### Challenge A
In the novella review, who is the only hope for stopping the battle?
### Challenge B
Pick up the novella review after its last sentence and write the next part.

### Supplied text
● ● ● ● ●

After that cliffhanger of an ending for the last novella, I was very anxious to find out what happened with Simith and Jessa. Thankfully, this is the last novella in the series, and it definitely delivers!

“The grief you suffered and this peace you engineered absolves you of nothing.”
Jessa and Smith have led the trolls to the pixies’ home, but peace between the two races is still uneasy, not to mention that the pixies don’t trust Simith, not even his own family. Soon after, the fairies arrive looking for Simith – but also with a plan of their own. The trolls have retreated back into their lands, so the fairies intend to force all of the pixies to became their invasion force – decimating both them and the trolls. The only hope to stop the battle is to bargain with a lich, an evil magical spirit confined in a separate realm. Simith volunteers, but it’s Jessa the poet who the lich will really want. Can they both overcome their pasts to stop the battle?

● ● ● ● ●

(Data items)
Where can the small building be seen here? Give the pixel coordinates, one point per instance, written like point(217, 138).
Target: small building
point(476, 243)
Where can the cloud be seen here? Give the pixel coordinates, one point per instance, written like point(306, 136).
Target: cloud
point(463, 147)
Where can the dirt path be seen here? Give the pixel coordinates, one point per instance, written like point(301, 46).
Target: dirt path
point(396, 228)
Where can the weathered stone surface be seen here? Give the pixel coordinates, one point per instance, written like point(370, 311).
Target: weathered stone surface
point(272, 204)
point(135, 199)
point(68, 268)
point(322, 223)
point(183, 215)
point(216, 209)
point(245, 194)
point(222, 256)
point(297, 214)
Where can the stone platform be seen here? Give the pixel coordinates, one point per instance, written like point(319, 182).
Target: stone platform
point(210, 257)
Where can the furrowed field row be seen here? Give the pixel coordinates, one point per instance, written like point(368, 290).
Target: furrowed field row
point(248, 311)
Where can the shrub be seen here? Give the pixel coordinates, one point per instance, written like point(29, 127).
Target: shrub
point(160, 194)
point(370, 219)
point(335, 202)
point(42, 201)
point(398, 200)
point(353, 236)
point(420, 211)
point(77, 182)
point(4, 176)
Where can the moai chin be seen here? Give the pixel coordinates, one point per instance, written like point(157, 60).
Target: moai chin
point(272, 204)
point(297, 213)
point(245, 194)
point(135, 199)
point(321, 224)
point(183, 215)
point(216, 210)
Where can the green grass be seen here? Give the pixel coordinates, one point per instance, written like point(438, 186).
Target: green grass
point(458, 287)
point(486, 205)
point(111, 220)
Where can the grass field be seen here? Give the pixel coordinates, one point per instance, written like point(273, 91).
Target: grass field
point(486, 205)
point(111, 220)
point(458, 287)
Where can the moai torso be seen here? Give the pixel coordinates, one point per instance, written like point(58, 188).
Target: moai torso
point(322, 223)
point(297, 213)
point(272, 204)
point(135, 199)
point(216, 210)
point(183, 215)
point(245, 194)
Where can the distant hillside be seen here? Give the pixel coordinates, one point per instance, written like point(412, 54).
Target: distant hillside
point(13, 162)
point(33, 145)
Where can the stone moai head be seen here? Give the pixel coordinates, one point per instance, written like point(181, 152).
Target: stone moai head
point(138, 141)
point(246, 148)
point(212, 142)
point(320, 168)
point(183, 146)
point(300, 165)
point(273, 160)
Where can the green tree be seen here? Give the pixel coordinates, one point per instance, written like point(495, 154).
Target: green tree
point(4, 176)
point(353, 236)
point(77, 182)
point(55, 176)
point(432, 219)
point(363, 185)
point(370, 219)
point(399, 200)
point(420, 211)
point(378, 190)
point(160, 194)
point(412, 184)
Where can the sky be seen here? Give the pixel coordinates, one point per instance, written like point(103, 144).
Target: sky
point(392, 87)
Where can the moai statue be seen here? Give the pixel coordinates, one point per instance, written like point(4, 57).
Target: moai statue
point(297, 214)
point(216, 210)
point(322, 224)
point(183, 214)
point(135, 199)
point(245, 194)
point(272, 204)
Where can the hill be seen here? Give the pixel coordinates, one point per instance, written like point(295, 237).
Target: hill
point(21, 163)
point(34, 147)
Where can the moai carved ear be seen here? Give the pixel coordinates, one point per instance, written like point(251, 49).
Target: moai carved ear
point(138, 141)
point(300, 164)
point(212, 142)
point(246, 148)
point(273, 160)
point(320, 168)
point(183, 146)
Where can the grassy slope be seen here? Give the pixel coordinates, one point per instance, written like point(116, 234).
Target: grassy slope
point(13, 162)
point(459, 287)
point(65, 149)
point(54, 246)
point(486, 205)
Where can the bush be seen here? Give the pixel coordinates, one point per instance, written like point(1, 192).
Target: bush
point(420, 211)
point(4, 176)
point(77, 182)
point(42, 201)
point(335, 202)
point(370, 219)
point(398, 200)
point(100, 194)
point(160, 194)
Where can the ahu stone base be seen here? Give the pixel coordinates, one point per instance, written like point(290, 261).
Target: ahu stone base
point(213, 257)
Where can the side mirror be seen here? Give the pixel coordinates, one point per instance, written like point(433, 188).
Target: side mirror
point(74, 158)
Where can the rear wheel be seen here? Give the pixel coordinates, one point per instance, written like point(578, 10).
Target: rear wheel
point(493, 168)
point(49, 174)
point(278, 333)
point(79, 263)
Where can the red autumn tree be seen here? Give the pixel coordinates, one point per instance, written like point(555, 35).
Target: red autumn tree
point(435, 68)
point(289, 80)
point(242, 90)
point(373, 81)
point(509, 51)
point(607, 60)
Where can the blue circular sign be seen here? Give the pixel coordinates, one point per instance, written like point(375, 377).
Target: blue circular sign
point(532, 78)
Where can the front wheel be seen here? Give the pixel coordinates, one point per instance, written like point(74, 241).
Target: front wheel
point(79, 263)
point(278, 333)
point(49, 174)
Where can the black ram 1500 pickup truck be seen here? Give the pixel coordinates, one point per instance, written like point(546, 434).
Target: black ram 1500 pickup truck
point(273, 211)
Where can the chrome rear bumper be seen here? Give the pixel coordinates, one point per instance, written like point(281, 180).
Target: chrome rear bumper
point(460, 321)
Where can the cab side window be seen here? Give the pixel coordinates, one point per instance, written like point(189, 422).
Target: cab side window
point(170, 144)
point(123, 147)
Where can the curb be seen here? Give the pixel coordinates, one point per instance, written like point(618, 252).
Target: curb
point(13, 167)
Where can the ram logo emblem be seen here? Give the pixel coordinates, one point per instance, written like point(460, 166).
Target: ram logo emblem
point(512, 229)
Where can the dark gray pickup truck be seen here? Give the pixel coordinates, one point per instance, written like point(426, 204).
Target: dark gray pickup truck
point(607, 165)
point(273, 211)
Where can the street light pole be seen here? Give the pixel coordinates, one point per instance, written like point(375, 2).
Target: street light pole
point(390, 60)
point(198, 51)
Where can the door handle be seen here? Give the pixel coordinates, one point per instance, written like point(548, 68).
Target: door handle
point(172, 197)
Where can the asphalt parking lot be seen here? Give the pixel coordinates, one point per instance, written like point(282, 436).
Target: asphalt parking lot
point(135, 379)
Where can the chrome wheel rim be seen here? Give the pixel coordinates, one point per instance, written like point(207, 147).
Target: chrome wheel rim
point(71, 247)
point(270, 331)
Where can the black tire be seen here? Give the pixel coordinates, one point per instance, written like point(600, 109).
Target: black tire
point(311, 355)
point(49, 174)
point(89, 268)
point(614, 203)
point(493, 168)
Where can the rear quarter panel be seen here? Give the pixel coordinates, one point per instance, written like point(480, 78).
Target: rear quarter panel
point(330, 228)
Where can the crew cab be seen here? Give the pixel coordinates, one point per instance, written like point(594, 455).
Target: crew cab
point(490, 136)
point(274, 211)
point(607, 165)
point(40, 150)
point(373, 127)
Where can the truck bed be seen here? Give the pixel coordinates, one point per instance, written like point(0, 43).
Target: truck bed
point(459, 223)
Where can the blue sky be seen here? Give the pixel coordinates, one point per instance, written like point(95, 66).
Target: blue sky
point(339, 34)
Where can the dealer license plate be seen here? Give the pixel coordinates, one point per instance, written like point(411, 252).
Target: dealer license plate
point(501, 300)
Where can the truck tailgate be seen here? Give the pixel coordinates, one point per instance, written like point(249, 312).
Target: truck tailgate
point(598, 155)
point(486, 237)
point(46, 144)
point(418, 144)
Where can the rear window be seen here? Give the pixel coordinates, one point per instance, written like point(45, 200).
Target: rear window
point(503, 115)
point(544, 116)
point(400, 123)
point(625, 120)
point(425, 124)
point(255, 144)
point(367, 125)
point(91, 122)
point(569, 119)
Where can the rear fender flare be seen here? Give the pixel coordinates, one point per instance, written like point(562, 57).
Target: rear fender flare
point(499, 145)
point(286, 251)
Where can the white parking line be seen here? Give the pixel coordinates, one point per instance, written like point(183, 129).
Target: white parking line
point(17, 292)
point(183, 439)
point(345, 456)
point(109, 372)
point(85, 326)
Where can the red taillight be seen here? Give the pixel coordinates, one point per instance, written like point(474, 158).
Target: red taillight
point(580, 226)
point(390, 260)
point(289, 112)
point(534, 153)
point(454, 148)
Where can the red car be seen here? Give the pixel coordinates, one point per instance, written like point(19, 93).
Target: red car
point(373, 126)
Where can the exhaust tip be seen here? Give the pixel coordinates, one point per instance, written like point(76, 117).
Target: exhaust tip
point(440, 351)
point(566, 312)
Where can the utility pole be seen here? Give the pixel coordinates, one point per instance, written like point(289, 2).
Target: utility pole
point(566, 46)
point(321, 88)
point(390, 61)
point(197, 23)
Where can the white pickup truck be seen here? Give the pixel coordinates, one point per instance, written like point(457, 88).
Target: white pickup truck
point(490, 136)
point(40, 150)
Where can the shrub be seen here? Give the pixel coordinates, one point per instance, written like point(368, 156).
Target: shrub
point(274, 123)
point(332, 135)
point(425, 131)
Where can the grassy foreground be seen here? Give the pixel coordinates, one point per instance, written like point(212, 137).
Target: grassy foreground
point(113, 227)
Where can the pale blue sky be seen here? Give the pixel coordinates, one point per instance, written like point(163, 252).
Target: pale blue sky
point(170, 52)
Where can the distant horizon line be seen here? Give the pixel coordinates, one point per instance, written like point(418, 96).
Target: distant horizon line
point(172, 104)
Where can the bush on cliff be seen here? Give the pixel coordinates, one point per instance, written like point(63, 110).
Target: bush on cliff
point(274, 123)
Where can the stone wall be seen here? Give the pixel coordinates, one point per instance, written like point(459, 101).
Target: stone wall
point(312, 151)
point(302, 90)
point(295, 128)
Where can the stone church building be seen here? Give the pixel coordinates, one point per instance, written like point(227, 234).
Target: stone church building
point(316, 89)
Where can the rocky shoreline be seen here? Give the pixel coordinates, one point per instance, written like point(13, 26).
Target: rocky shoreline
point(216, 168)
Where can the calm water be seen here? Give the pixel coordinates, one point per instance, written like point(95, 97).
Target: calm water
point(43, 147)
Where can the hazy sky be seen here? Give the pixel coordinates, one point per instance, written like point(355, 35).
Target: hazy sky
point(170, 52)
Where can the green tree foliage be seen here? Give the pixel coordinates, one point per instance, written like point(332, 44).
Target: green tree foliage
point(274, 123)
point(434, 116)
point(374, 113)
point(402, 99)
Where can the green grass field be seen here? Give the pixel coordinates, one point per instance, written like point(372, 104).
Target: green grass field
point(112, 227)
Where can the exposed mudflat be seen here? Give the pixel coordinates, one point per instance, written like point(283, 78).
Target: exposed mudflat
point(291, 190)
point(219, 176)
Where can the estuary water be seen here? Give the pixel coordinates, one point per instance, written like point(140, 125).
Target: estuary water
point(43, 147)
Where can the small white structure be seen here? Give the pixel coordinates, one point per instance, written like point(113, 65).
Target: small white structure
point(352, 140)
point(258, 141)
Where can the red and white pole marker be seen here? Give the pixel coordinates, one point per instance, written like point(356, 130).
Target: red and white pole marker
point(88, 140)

● ● ● ● ●

### Final answer A
A lich, an evil magical spirit confined in a separate realm.

### Final answer B
“[S]he wondered how much of herself still dragged along her pain like a mangled limb. Maybe some battlefields were impossible to leave, even after all the fighting had ended. No wonder she hadn’t been able to write a single poem in a year. Words had become fallen comrades, scattered like casualties. Voices silenced by death.”
At the start of the novella, Jessa and Simith’s linked dreams have progressed further, and Jessa now knows about Rimthea’s death, while Simith knows about the deaths of her family. Simith has a complicated relationship with his family – the last time he saw them was when he brought home Rimthea’s body, and allowed them to believe that it was him, not her, that originally wanted to go fight against the trolls. Simith’s actions as the Sun Fury for the past ten years are anathema to the mostly peaceful pixies, and he’s not sure there’s much left of him besides regret and violence. Jessa knows there’s more to him, but she has her own demons to deal with, the disconnect she felt from her family even before they died. They each feel like something is “wrong” with them, but it takes the other person’s insight to find the root of the problem and then support them through it.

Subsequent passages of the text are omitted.